- **Required action**:
The records follow. Copy each one exactly.

- **Data for the task**:
-.-.-
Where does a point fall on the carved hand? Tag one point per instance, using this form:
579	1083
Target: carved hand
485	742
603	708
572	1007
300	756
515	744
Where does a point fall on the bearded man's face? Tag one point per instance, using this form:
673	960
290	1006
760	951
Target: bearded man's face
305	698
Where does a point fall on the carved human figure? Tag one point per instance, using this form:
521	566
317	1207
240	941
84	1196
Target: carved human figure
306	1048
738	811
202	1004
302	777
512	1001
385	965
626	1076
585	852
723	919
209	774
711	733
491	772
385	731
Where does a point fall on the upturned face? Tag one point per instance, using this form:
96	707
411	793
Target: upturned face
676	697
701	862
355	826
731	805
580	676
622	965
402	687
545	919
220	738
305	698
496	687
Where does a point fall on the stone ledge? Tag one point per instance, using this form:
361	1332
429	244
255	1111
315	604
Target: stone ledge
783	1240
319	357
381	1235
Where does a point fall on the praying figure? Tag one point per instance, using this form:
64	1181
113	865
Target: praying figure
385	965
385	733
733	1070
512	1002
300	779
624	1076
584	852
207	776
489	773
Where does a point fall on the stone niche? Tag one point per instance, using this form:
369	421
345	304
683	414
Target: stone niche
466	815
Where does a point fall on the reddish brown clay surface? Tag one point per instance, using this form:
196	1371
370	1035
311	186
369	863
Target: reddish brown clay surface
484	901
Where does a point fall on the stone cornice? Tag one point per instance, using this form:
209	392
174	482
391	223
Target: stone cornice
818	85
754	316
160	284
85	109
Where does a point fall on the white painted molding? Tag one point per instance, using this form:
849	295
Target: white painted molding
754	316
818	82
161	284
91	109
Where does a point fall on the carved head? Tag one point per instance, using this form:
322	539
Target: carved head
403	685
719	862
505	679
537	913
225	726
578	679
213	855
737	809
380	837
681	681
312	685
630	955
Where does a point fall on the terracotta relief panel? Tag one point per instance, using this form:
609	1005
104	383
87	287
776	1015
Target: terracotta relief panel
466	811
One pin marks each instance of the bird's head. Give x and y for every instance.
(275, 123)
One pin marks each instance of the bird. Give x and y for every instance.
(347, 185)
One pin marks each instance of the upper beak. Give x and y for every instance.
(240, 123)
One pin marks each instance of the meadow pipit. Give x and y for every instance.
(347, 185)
-.-.-
- **Response to the task**:
Where does a point fall on the carved hand? Tag one point per instance, using this form:
579	1083
Target: carved hand
485	742
603	708
572	1007
300	756
515	744
Where does a point fall on the bearded man's face? Tag one point per instance, using this form:
673	960
290	1006
760	951
Target: bearded man's face
305	698
Where does a point fall on the carved human figure? Tag one point per instance, using this form:
521	566
317	1207
240	941
84	1196
Target: carved human figure
306	1048
738	811
202	1004
302	777
512	1001
385	965
626	1076
585	852
723	919
209	774
711	733
491	772
385	731
Where does a point fall on the upturned face? Tag one point per instance, using this form:
96	707
411	793
Target: upturned face
676	697
701	862
355	826
731	805
580	676
622	965
402	687
545	919
220	738
305	698
496	687
Where does a point fall on the stone ledge? Tag one point per instance, using this form:
361	1332
429	244
255	1111
315	604
Target: stone ledge
783	1240
319	357
381	1235
Where does a point fall on the praying figure? Tag one point per instance, using this form:
64	1181
113	865
Target: praying figure
385	965
385	733
733	1070
512	1002
300	779
624	1076
584	852
207	776
489	773
Where does a point fall on the stone niche? Tag one point per instance, using this form:
369	421
345	304
683	414
Target: stone niche
466	815
Where does a point fall on the reddish brown clay surface? Tag one point per instance, using this form:
196	1371
370	1035
311	186
369	863
Target: reddish brown clay surface
484	901
Where does a point fall on the stone cornice? Tag one point per instance, using this form:
209	392
174	482
391	223
Target: stone cornice
818	85
754	316
160	284
85	109
Where does a point fall on the white painted molding? Tag one point per instance, using this form:
849	295
Target: white painted molding
754	316
818	82
161	284
91	109
Where does a point fall on the carved head? Tag one point per instance, using this form:
322	539
Target: carved head
403	685
719	862
505	679
537	913
225	726
578	679
213	855
737	809
380	837
681	681
312	685
630	955
Where does a point fall on the terracotta relief panel? Tag one point per instance, using this form:
609	1005
104	383
87	287
776	1015
Target: terracotta relief panel
466	811
One pin marks each instance of the bird's head. Give x and y for every instance.
(275, 123)
One pin marks each instance of the bird. Give x and y for every instance.
(347, 185)
One pin marks each instance of the upper beak. Give x and y for every instance.
(240, 123)
One pin marks each instance of the meadow pipit. Give x and y for every instance.
(347, 185)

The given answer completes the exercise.